● **Provided passage**:

# Introducing New Bundle



## sclevenger (Nov 11, 2012)

Thought I would share a picture of two, and when the breeder sends me more, I'll update them, until she finally makes it home!! 

No name yet, Open for suggestions!!

1 Week:








2.5















We saw her today at 4 weeks, and she has changed so much. Will get updated pictures soon!


----------



## PatriciafromCO (Oct 7, 2012)

awwwww beautiful little face


----------



## RedGermanPinscher (Jun 22, 2012)

Awww what breed is she???


----------



## asc6429 (Nov 6, 2012)

what an adorable puppy ! can't wait to see more pictures


----------



## sclevenger (Nov 11, 2012)

She is a sheltie. In those pictures she still looks like a little bundle. lol. When we saw her today though at 4 weeks, her nose is starting to come out and her hair is getting fluffy. lol. AND the color will throw some people off, she is a merle color head white. The merles in her litter I've never really seen, they are such a light pewter color, very silvery. lol. I know it will darken with age, but I've never seen it so light.


----------



## Abbylynn (Jul 7, 2011)

She is really beautiful! If she were a boy I would be tempted to call her "Sterling"


----------



## Rowdy (Sep 2, 2007)

Cute puppy! I'm so glad you guys found a breeder that you like. I can't wait to see pictures as the puppy grows up.


----------



## Daenerys (Jul 30, 2011)

She is precious! Here are some name suggestions. I like rare "people" names with relevant meanings for dogs, so they may not be to your taste...


Anwen - means "very beautiful" in Welsh
Thalia - derived from Greek words meaning "to blossom" (pronounced "Tall-EE-Uh")
Estelle - French version of Stella meaning "star"
Ayla - means "moonlight" or "halo" in Turkish
Blanche - from a nickname meaning "white, fair" in French
Eirian - means "bright, beautiful" in Welsh (pronounced "Air-EE-An")
Gwyneira - means "white snow" in Welsh (I had a pet rat that I named this, pronounced "Gwin-AIR-Uh")
Phoebe - means "bright, pure" in Greek

And some not-so-rare suggestions that just sound nice:

Evie
Ruby
Luna
Emma
Clara
Alice
Annie
Ella
Mabel (my mom's dog)
Cora
Lola (another of my mom's dogs)
Lily
Rose/Rosie
Edith
Lena
Lucy
Elsie
Ruthie
Susie (Susie's Law!)

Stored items
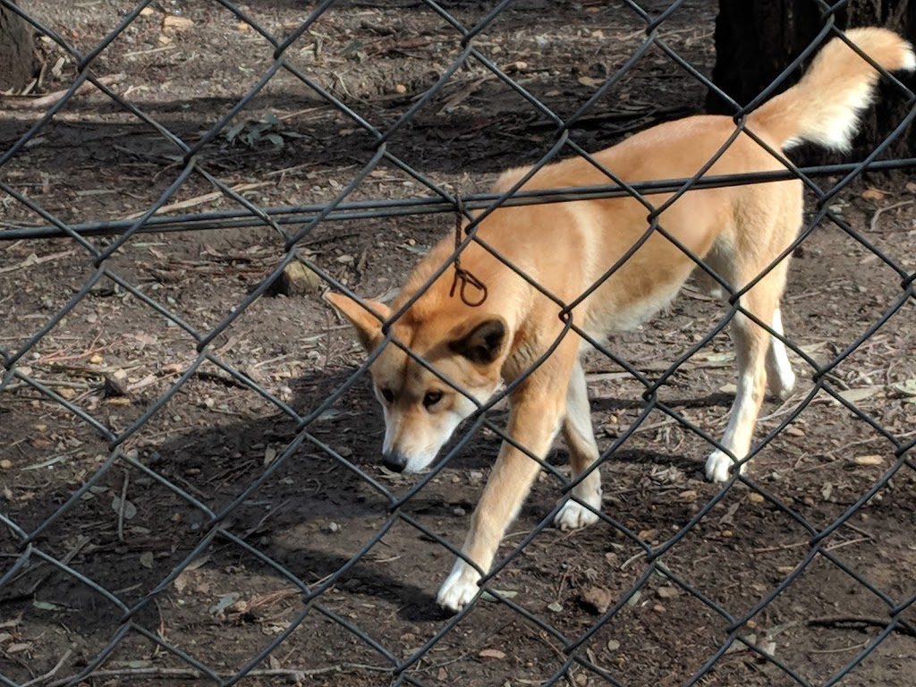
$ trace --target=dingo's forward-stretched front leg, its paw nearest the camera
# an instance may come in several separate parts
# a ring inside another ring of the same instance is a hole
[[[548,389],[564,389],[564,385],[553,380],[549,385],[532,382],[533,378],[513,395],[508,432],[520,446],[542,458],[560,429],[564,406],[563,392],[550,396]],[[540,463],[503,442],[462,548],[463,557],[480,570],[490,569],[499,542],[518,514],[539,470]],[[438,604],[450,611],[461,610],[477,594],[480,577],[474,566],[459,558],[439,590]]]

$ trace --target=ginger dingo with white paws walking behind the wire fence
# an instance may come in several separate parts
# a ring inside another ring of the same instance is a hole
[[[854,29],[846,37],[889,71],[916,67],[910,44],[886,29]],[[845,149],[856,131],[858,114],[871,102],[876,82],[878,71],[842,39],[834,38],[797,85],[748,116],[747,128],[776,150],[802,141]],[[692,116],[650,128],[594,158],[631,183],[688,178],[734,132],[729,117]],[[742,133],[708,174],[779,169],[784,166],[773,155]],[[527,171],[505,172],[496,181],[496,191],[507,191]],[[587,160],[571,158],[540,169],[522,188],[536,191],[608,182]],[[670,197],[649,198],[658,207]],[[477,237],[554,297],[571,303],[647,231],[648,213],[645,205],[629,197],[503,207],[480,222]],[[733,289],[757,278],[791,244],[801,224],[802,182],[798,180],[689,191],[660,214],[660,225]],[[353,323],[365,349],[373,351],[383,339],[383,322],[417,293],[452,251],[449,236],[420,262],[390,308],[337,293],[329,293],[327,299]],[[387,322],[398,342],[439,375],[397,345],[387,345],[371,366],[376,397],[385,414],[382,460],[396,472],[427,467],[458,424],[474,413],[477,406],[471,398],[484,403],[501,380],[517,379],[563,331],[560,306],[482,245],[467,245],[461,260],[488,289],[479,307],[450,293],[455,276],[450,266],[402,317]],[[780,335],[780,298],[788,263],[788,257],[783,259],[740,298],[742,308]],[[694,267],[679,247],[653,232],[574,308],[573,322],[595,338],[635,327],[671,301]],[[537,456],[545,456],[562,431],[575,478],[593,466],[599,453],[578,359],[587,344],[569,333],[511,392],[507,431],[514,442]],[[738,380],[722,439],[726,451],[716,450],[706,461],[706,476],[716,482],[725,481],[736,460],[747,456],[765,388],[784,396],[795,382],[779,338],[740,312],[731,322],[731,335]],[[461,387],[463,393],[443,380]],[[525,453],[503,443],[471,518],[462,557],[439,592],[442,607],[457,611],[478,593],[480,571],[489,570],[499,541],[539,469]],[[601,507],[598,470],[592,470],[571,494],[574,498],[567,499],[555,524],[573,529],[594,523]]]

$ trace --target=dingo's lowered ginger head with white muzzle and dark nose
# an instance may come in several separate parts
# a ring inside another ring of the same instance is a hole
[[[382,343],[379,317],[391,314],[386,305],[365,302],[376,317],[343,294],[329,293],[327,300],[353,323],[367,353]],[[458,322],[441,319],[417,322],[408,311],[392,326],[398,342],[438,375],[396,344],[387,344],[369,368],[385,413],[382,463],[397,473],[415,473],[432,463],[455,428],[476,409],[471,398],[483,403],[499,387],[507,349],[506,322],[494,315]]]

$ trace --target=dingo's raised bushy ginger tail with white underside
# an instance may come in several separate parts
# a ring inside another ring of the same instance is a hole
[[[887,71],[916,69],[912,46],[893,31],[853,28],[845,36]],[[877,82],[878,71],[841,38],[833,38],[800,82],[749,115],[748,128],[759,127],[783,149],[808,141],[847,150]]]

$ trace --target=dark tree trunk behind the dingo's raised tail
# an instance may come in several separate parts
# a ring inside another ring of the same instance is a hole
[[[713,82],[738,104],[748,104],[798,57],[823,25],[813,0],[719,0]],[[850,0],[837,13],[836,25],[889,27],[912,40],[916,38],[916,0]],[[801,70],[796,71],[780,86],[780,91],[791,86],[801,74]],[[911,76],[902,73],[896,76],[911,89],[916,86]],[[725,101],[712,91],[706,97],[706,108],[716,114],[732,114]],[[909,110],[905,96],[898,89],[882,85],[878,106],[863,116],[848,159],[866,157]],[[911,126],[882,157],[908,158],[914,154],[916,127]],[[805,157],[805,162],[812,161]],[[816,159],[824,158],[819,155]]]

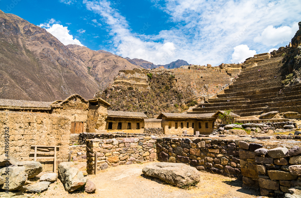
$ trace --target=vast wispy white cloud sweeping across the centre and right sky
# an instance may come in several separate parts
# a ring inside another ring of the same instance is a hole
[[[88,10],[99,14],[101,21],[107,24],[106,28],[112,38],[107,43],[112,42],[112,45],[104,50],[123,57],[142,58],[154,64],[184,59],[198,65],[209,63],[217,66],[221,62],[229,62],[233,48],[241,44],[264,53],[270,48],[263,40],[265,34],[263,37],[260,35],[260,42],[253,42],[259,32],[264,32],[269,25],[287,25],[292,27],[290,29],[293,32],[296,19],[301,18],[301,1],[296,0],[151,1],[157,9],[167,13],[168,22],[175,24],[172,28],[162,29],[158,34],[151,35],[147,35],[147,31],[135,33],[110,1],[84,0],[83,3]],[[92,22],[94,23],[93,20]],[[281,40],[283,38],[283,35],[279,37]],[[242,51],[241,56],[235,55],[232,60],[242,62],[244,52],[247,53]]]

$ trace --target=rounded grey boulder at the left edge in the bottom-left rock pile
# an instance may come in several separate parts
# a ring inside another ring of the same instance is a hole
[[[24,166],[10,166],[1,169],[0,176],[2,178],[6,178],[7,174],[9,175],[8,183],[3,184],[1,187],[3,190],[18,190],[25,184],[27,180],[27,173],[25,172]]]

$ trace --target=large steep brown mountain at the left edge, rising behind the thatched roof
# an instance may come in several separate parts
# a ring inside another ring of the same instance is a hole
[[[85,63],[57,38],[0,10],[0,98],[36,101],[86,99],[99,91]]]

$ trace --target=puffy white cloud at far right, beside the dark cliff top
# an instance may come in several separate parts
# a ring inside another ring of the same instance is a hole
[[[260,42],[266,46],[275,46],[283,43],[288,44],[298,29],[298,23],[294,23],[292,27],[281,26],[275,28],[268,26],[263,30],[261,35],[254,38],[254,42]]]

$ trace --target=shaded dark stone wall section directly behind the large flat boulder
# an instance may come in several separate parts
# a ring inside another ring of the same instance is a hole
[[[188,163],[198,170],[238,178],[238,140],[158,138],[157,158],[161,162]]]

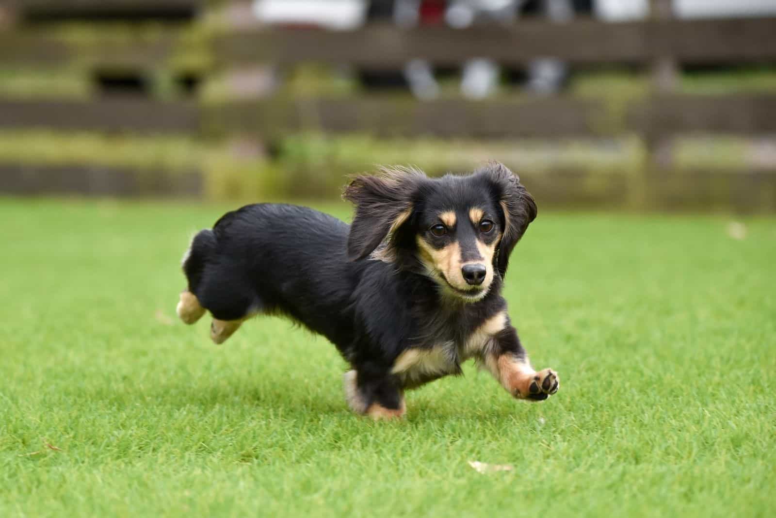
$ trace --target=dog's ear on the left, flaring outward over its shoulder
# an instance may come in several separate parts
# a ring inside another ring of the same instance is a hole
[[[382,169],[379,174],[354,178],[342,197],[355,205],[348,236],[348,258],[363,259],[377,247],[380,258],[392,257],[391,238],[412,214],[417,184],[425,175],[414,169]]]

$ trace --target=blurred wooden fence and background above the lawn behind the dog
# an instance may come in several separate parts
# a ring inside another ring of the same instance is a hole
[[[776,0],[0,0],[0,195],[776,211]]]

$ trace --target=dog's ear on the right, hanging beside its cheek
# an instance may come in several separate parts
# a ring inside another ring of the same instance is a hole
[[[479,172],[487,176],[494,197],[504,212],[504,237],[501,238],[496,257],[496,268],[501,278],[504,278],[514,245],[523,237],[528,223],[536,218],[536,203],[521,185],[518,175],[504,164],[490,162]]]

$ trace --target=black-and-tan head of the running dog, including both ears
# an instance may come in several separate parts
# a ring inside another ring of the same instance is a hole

● **Using the information**:
1) In the sheltie puppy thread, rewrite everything from "She is a sheltie." down to "(Jul 7, 2011)", changing "pewter" to "slate".
2) List every suggested name in the sheltie puppy thread whose meaning is given as Welsh.

● **Responses to the exercise**:
1)
She is a sheltie. In those pictures she still looks like a little bundle. lol. When we saw her today though at 4 weeks, her nose is starting to come out and her hair is getting fluffy. lol. AND the color will throw some people off, she is a merle color head white. The merles in her litter I've never really seen, they are such a light slate color, very silvery. lol. I know it will darken with age, but I've never seen it so light.


----------



## Abbylynn (Jul 7, 2011)

2) Anwen, Eirian, Gwyneira